— Start Records provided —

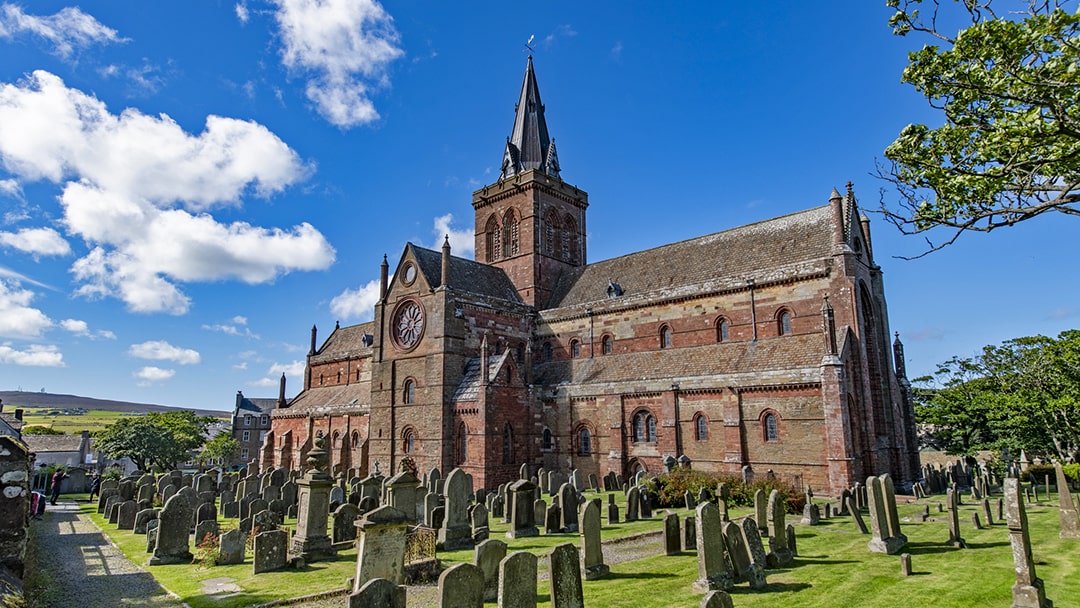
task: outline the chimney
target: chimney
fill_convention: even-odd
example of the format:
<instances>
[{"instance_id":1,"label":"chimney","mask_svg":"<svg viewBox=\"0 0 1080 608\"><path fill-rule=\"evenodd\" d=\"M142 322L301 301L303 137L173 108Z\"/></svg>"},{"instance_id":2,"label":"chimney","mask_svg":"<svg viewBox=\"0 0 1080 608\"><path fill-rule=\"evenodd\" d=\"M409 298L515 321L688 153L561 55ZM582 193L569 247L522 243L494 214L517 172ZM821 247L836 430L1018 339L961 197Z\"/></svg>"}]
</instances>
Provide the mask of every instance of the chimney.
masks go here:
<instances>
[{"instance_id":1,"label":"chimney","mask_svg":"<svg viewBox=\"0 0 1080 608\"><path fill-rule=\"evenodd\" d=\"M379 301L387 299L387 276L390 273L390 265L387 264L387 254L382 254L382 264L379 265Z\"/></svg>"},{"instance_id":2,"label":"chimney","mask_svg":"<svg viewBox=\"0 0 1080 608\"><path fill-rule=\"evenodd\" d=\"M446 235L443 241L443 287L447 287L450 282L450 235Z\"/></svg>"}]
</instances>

— End Records provided —

__Task description__:
How many lines of the listing above contain the string "evenodd"? Reply with the number only.

__Solution to the problem__:
2